BEGIN INPUT MATERIAL

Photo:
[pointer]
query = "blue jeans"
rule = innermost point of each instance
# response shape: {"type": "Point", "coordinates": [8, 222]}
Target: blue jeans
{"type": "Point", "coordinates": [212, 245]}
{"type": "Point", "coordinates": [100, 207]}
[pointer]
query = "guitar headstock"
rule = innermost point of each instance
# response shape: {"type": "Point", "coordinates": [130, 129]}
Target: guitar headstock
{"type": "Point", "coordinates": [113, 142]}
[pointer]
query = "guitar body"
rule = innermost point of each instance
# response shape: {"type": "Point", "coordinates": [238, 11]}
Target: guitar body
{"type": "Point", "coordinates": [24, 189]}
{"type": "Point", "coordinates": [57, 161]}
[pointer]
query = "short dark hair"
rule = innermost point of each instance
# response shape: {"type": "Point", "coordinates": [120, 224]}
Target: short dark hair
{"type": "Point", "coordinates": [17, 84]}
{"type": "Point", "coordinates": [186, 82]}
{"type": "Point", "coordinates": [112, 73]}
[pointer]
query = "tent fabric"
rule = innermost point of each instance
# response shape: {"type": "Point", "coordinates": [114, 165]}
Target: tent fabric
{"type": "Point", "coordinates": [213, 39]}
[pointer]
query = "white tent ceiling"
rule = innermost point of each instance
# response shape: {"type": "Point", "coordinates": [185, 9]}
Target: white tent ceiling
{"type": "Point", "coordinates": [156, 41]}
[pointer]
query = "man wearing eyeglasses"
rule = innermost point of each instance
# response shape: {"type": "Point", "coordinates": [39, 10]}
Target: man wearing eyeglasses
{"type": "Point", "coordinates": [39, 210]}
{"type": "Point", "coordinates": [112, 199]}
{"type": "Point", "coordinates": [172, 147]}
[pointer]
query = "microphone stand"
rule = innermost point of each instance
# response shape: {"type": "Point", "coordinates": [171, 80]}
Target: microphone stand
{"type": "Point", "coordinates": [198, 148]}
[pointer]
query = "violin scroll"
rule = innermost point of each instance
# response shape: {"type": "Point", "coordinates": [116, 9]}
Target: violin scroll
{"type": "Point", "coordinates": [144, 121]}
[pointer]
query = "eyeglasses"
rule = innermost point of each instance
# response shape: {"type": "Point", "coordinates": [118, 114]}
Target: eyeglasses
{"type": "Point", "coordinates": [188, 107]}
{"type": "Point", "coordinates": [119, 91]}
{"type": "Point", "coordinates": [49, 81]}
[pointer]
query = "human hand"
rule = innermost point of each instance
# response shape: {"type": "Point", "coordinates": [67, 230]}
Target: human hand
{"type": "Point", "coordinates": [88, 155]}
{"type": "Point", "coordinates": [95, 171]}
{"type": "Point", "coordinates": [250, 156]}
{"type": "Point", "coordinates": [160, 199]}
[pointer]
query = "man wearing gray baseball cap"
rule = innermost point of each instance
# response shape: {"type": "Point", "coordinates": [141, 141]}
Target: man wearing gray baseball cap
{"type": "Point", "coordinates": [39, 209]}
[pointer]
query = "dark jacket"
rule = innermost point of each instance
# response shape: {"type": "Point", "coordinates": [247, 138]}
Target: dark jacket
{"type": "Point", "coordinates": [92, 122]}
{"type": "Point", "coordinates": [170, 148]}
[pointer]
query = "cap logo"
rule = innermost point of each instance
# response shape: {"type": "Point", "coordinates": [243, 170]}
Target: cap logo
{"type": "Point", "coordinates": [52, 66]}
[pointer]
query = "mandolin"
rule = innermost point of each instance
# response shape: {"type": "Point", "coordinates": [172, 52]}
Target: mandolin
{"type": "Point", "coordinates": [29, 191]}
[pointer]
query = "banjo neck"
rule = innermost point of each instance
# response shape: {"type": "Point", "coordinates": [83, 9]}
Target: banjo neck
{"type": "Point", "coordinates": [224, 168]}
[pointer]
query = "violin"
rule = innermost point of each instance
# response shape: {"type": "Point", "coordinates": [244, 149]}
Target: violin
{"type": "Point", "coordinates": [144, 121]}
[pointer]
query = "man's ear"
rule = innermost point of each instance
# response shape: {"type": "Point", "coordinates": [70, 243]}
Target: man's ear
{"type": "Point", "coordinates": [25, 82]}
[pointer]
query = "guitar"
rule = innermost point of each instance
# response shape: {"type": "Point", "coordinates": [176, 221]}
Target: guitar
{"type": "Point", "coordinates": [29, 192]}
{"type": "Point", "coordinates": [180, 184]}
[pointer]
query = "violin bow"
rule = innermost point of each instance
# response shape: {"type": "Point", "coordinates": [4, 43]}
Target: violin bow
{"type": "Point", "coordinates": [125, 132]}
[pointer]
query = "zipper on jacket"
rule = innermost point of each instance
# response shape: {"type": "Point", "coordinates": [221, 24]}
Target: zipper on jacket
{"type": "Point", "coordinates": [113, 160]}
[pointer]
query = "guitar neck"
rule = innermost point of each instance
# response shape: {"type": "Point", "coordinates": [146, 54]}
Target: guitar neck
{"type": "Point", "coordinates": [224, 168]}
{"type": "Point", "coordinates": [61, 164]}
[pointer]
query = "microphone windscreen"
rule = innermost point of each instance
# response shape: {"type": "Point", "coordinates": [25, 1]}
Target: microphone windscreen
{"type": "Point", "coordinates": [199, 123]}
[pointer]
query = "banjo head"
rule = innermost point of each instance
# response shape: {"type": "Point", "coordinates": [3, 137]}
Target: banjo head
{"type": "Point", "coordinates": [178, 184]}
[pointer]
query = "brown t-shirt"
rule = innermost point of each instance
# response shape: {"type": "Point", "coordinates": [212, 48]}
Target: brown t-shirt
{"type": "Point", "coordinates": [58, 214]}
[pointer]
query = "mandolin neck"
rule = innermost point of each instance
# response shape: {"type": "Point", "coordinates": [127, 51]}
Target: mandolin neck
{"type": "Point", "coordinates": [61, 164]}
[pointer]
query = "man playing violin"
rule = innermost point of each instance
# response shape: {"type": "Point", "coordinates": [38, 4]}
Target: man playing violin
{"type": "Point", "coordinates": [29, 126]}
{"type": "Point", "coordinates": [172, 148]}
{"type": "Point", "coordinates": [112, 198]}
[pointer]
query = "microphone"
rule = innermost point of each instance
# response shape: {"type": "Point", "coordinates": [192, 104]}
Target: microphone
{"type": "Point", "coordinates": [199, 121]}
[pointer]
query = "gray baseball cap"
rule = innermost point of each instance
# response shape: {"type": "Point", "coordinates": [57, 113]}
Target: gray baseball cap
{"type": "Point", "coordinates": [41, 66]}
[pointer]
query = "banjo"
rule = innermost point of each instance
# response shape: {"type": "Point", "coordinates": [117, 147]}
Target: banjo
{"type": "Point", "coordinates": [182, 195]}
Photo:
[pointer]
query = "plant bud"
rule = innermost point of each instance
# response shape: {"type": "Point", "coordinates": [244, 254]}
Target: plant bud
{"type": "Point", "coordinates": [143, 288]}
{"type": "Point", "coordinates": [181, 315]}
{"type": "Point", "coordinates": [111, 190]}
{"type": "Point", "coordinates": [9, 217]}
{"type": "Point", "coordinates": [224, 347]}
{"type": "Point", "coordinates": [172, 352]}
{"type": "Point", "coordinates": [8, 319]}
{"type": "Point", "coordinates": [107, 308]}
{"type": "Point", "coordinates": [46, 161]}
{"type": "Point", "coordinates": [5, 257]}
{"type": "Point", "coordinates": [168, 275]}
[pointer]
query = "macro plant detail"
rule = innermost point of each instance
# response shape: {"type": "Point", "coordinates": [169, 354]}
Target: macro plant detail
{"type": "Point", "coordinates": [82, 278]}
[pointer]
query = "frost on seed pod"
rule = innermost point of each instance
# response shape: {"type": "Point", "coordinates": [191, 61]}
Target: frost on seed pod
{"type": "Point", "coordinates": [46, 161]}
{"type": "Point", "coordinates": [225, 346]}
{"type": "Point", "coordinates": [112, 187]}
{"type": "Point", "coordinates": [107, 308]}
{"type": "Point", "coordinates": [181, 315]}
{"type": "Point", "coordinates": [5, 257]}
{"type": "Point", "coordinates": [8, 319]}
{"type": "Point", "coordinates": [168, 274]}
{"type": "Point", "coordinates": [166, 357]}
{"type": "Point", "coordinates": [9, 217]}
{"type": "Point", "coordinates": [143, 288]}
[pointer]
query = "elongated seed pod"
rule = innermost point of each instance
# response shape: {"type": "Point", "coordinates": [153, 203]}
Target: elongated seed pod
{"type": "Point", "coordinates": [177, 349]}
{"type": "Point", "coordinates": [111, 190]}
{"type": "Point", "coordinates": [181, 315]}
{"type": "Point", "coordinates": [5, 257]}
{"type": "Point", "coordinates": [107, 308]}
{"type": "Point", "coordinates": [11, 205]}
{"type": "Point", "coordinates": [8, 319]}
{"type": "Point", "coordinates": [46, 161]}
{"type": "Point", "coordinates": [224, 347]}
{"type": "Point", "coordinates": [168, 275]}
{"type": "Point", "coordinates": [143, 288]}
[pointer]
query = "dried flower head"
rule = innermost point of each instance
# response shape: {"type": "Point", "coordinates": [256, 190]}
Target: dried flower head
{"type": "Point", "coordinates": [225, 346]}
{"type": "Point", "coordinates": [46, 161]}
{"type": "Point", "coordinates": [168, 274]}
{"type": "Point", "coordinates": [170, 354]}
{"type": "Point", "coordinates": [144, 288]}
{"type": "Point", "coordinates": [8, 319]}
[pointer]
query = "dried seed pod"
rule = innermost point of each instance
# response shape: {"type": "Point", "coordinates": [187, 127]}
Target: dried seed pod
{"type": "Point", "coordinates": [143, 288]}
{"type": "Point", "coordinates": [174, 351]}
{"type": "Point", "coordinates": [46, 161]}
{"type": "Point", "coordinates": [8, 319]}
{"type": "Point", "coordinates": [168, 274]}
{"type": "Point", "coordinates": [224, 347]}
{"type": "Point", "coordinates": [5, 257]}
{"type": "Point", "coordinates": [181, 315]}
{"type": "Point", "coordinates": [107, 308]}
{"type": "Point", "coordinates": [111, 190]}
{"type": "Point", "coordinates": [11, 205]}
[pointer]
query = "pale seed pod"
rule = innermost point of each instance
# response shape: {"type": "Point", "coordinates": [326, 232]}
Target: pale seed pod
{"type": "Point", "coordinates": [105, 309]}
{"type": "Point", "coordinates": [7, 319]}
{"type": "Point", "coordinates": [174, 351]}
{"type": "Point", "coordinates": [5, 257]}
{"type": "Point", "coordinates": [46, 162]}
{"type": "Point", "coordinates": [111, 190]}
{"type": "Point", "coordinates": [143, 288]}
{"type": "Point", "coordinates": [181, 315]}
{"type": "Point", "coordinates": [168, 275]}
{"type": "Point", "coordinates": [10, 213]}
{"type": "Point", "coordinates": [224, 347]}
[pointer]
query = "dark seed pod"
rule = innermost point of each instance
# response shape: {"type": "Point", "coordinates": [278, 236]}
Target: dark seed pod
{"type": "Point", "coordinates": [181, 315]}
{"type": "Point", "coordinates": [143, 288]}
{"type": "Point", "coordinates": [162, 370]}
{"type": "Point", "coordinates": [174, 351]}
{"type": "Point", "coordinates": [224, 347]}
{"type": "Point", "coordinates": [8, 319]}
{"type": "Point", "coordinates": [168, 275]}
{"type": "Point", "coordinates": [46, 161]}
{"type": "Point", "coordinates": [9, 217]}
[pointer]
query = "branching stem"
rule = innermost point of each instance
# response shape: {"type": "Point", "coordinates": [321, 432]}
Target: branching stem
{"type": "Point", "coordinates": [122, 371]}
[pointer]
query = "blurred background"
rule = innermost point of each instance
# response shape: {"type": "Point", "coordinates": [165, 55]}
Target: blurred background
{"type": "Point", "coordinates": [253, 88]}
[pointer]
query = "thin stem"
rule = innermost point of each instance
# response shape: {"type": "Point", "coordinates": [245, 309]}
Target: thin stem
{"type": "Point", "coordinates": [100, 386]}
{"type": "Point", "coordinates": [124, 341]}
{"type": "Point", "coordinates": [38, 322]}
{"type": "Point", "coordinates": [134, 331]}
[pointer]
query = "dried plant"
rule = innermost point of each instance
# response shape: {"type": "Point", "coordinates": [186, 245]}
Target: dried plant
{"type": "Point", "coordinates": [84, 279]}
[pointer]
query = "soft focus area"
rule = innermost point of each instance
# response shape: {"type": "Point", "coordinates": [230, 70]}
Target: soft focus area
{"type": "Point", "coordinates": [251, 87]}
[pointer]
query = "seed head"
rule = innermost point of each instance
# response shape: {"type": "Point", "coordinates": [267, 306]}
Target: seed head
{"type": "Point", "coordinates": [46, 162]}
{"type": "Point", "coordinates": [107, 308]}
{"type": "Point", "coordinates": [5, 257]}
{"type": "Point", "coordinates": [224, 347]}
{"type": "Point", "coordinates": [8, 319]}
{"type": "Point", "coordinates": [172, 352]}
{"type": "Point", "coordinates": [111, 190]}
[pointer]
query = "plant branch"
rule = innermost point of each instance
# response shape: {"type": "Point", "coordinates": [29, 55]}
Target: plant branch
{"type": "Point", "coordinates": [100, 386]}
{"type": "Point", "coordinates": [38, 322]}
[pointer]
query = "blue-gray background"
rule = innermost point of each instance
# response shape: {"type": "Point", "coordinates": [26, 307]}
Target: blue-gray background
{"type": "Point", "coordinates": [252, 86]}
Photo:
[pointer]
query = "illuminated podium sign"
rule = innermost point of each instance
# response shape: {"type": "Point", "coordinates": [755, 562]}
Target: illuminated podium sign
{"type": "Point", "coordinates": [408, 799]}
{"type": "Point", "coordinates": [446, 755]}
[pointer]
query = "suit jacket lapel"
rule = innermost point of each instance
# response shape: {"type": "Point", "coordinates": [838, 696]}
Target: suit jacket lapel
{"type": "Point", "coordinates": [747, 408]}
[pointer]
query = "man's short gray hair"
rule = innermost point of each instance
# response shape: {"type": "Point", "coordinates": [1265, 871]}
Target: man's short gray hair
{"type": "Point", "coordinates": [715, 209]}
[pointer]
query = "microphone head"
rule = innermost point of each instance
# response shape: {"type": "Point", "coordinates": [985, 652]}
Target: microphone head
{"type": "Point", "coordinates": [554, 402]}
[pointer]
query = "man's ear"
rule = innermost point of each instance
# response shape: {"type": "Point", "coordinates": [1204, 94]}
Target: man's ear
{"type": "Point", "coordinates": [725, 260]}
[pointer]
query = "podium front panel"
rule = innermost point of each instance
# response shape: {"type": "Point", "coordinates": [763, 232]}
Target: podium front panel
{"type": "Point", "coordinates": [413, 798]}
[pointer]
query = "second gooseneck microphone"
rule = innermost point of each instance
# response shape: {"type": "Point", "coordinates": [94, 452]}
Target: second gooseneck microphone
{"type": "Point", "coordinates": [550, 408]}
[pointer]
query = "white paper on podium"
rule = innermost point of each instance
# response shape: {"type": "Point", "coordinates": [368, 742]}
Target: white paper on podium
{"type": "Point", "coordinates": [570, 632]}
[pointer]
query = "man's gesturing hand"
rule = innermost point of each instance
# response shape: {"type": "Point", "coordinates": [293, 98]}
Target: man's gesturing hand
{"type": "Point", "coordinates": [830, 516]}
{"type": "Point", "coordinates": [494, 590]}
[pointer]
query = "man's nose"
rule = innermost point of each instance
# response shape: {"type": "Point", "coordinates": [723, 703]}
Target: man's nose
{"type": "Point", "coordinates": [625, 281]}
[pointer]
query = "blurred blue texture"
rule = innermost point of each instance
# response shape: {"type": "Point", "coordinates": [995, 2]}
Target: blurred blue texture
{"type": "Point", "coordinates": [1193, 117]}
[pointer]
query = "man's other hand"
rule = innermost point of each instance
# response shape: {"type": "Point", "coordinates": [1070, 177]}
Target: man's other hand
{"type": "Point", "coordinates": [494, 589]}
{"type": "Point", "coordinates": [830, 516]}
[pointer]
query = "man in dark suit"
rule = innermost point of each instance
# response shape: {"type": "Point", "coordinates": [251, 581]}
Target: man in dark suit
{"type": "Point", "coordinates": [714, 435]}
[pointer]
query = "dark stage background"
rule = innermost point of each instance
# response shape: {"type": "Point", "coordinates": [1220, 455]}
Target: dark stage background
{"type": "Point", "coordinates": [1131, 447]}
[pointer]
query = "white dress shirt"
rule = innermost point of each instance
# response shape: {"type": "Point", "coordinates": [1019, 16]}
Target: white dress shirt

END INPUT MATERIAL

Pick out every line in the entries above containing the word "brown" and copy each of those lines. Treat uppercase and lowercase letters as different.

# SOLUTION BELOW
query = "brown t-shirt"
Target: brown t-shirt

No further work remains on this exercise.